Loading ...Bill Bonner

November 7, 2024 • 3 minute, 44 second read


debtspending

Punched in the Face

Bill Bonner, writing today from Baltimore, Maryland

“That’s it. I’m voting for Trump.”

Such were the words of [a member of our own household] when she got back from the grocery store on Monday.

“I got a single bag of groceries. I’m sure it would have cost me about $50 a few years ago. Now, it’s $120. It’s no wonder Trump has so much support.”

With these thoughts the country veered away from ‘more of the same’… to… more of the same. And today, we celebrate the exquisite blockheadedness of our great democracy.

The stock market reacted yesterday… anticipating easier credit. The Dow rose more than 1,500 points.  And the world’s 10 richest people ended the day $64 billion dollars richer.

During the four years of the Trump Team, 2016-2020, the US saw the greatest wingding of government spending in history. The federal budget went from $3.8 trillion in outlays during Obama’s last year, to $7.2 trillion in Trump’s last year. The nation had never seen anything like it… with trillions out the door and down the drains in stimmies, PPP loans, and the like.

[Annotated coordinate records]
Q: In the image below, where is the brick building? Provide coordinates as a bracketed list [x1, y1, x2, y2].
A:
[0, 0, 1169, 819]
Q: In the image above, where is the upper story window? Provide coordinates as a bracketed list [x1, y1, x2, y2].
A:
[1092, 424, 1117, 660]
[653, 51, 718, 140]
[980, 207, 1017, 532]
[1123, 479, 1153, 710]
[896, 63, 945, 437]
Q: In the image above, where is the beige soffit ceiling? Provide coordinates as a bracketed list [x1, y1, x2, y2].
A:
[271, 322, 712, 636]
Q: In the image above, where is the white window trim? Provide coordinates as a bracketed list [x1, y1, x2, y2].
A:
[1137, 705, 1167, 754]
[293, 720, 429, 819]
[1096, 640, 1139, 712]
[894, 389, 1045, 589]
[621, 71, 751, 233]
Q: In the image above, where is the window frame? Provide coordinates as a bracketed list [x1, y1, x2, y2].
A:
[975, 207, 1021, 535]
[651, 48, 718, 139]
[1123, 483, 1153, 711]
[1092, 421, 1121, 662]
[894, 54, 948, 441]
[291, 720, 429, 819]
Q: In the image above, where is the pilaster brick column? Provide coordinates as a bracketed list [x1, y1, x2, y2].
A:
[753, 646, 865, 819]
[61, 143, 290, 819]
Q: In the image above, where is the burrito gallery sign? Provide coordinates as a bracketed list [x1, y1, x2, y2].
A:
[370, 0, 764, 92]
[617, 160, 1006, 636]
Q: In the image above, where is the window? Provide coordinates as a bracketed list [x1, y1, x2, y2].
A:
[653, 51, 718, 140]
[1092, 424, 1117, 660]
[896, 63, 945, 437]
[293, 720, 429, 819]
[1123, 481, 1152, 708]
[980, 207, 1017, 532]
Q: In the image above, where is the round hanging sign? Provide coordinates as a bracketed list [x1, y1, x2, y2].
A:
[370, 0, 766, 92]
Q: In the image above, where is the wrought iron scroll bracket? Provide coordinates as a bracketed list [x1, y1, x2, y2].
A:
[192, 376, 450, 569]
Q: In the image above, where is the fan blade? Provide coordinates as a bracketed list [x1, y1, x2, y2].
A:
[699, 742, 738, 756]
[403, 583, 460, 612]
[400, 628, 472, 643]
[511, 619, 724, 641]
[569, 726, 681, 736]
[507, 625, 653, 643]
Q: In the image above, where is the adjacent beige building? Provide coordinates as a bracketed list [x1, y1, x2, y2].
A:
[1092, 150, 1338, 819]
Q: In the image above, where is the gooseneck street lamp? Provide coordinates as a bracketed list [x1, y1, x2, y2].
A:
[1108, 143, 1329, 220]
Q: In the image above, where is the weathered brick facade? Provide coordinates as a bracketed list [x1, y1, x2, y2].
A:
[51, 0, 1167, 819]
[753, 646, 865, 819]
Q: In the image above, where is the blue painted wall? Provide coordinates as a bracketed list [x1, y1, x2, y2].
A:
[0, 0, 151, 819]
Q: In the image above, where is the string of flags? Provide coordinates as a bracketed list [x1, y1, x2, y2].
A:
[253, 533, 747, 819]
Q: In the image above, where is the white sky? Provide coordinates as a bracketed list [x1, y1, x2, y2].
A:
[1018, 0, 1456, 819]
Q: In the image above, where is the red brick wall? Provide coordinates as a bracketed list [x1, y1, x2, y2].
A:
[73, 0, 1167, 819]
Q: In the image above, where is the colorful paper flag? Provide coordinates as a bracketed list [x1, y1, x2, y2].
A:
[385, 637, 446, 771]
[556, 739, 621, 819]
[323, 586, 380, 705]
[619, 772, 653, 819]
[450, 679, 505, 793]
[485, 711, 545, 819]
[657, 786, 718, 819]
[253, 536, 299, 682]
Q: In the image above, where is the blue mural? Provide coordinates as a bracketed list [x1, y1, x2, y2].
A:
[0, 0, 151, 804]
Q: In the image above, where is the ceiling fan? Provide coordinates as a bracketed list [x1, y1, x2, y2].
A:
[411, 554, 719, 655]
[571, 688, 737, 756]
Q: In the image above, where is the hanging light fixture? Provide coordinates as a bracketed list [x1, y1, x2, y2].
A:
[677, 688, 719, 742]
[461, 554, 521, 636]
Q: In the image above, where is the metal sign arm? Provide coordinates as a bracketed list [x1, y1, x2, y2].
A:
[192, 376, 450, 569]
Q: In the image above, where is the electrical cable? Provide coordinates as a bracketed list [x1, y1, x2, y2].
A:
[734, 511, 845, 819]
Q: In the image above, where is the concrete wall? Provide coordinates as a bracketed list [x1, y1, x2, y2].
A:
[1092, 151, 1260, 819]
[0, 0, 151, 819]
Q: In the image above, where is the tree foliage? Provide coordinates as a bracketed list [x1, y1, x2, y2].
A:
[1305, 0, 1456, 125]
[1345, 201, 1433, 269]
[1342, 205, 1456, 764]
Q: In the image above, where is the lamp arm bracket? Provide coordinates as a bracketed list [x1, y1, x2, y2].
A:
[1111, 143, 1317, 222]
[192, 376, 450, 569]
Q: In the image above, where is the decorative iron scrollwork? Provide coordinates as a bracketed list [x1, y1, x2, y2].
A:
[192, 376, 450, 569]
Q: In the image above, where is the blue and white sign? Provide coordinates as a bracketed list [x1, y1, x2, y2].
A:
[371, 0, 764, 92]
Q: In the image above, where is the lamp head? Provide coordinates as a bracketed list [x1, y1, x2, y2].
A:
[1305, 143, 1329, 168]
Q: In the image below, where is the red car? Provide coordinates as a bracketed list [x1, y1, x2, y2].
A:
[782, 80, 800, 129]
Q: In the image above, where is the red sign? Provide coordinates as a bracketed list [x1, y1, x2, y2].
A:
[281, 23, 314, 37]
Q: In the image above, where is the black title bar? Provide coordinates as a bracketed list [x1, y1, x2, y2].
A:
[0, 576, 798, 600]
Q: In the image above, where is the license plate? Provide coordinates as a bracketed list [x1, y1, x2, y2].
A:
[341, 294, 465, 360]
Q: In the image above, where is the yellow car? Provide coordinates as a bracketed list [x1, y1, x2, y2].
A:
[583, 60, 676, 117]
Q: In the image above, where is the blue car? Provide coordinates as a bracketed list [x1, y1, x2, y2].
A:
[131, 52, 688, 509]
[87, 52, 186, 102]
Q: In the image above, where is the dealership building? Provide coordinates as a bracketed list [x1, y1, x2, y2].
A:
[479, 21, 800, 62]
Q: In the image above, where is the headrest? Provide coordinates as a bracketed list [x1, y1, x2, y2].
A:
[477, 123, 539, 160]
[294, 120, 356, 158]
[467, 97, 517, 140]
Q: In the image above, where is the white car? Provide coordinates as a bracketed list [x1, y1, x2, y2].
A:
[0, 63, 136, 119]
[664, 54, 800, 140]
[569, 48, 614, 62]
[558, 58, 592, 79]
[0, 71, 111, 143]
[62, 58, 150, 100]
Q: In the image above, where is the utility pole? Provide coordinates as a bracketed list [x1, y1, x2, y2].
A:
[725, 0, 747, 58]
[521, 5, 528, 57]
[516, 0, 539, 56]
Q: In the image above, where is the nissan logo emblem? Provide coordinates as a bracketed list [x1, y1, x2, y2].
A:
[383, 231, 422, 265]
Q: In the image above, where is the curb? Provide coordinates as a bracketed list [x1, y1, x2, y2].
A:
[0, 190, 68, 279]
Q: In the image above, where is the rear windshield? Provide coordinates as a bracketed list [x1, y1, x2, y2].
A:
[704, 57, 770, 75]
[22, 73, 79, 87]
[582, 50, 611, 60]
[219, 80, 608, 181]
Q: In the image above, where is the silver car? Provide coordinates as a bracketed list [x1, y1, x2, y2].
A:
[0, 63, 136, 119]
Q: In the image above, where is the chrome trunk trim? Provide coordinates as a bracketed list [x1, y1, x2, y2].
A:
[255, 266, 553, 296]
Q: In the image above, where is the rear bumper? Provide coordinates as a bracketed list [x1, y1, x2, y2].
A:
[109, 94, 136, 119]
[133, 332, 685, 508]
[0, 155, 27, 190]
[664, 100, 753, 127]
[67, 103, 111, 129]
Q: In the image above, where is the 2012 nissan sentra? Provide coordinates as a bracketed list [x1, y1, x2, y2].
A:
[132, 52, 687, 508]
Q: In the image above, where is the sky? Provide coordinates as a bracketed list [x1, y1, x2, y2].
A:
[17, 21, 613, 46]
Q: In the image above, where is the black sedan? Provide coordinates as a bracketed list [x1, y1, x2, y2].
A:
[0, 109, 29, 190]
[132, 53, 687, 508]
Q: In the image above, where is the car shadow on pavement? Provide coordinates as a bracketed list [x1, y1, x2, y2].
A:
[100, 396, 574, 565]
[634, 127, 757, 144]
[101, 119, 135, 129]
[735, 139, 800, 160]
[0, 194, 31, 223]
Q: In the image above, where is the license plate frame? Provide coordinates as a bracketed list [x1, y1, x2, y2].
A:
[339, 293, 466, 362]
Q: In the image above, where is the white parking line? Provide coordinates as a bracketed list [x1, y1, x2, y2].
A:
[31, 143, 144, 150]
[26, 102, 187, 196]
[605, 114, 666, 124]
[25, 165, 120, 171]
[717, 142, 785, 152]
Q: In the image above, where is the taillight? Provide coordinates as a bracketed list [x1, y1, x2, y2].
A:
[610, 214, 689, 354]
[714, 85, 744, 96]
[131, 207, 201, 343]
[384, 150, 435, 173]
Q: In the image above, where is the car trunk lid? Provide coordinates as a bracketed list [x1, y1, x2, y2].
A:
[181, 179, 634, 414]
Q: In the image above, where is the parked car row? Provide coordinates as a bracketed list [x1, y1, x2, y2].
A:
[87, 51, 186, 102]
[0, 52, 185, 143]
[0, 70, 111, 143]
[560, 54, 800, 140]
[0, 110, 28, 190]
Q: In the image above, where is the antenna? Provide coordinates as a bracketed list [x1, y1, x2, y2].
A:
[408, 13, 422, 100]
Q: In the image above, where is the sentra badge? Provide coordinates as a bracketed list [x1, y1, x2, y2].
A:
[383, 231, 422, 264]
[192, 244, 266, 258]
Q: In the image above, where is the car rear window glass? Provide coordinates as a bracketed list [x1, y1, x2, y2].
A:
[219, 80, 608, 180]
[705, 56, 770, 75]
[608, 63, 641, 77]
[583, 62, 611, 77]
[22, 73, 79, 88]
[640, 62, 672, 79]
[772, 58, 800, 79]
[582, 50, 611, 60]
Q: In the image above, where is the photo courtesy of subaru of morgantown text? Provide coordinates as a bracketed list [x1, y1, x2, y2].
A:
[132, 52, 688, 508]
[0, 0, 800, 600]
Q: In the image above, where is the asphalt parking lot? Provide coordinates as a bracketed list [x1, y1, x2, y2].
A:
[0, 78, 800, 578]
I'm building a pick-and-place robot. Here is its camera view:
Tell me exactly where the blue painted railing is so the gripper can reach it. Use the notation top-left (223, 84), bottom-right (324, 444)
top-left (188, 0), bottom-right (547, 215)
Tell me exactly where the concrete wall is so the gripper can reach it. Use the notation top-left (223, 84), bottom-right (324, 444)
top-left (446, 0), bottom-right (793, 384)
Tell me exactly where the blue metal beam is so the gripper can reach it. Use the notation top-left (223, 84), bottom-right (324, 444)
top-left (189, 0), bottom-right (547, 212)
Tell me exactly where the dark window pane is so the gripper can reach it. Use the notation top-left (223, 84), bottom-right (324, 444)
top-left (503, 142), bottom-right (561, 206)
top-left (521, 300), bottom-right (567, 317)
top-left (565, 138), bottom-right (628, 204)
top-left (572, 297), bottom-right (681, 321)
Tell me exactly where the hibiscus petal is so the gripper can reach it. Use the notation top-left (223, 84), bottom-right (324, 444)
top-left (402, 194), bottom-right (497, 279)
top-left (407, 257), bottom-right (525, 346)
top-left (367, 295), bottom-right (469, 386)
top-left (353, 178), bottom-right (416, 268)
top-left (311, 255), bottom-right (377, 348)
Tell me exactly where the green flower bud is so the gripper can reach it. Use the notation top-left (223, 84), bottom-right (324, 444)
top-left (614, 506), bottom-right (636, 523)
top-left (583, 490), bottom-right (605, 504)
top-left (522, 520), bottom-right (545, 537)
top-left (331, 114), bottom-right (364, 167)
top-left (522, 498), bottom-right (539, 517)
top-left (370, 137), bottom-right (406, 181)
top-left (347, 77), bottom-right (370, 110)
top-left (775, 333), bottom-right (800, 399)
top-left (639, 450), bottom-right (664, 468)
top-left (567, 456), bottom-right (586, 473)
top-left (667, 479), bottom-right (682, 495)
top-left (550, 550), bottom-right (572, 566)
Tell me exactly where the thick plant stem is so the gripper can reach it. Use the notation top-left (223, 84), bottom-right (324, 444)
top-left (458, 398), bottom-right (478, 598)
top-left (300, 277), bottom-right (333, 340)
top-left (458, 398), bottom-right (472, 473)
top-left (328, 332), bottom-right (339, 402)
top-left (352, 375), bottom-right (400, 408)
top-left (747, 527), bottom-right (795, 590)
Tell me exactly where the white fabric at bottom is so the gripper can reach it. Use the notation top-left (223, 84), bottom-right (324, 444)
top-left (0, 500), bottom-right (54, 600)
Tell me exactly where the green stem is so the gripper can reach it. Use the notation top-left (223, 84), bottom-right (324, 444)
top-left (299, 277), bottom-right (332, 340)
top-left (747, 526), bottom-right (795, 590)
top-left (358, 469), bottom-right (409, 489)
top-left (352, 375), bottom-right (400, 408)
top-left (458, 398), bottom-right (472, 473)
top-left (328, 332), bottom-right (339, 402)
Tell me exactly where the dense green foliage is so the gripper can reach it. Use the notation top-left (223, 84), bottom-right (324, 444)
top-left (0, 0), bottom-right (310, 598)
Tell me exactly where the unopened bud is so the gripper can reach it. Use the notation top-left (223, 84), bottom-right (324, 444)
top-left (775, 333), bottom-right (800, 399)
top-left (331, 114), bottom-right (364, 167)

Things to do —
1) In the supplied text, what were federal budget outlays in Trump's last year?
2) Render everything in the listing from its first line down to the line containing "[617, 160, 1006, 636]" as a numbered list, with both of those lines included and blank lines omitted.
The supplied text and the listing are unrelated pieces of material.

Responses for each task —
1) $7.2 trillion.

2)
1. Q: In the image below, where is the brick building? Provide coordinates as a bracketed list [x1, y1, x2, y2].
2. A:
3. [0, 0, 1169, 819]
4. Q: In the image above, where is the upper story window? Provide coordinates as a bracketed list [x1, y1, x2, y2].
5. A:
6. [1092, 424, 1117, 660]
7. [653, 51, 718, 140]
8. [980, 207, 1017, 532]
9. [1123, 479, 1153, 710]
10. [896, 63, 945, 437]
11. Q: In the image above, where is the beige soffit ceiling? Provide coordinates as a bracketed list [x1, y1, x2, y2].
12. A:
13. [271, 322, 712, 636]
14. Q: In the image above, where is the white window trim? Provide coordinates as a bracketed list [x1, y1, x2, y2].
15. A:
16. [1137, 705, 1167, 754]
17. [293, 720, 429, 819]
18. [1096, 640, 1139, 712]
19. [894, 389, 1045, 589]
20. [621, 71, 751, 233]
21. Q: In the image above, where is the window frame? Provide coordinates as a bracketed list [x1, y1, x2, y2].
22. A:
23. [975, 207, 1021, 535]
24. [651, 48, 718, 139]
25. [1123, 483, 1153, 711]
26. [1092, 421, 1121, 662]
27. [894, 54, 948, 441]
28. [291, 720, 429, 819]
29. Q: In the image above, where is the pilaster brick column? Provide coordinates as a bracketed list [x1, y1, x2, y2].
30. A:
31. [753, 646, 865, 819]
32. [61, 143, 290, 819]
33. Q: In the image above, where is the burrito gallery sign? Provide coordinates as a bracketed list [x1, y1, x2, y2].
34. A:
35. [370, 0, 764, 92]
36. [617, 160, 1006, 636]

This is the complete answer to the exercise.